QUOTED TEXT -
Tuesday, 26 July 2011


I accessed the link recommended by a commentator on my last post. Thank you, Fishbowl! From your vantage position in a glass basin you get a 360 degree view of all aspects of life, as it were!
I am happy to inform you that the link was actually an eye-opener of sorts, very enlightening indeed. A will is so very necessary to ensure that your family members, progeny and dependents don’t spend the rest of their lives running in circles to inherit what is rightly theirs, while you blissfully R.I.P.!
The end of a long but eventually victorious chase to receive your just desserts, estates and family jewels does not actually induce you to pop champagne and release colourful helium balloons. Rather, it leaves a bitter taste in your mouth.
Bitter taste reminds me of the truly awful tasting ‘chirayath’ that I used to force myself to swallow in the acne-scarred days of youth. It was a minimalist looking twiggy plant that had to be procured from the local bazaar at an embarrassingly low price.
Our cook used to pick it up for me daily with the small change left over from his vegetable shopping.  I used to soak it overnight in a glassful of water, before padding off to bed.

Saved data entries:

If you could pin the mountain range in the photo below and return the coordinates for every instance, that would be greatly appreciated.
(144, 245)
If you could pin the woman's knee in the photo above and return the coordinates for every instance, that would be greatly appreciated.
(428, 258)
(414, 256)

PROBLEM - Set down, word for word, the stretch of the blog post from "Our cook used" through "off to bed.".

RESPONSE -
Our cook used to pick it up for me daily with the small change left over from his vegetable shopping.  I used to soak it overnight in a glassful of water, before padding off to bed.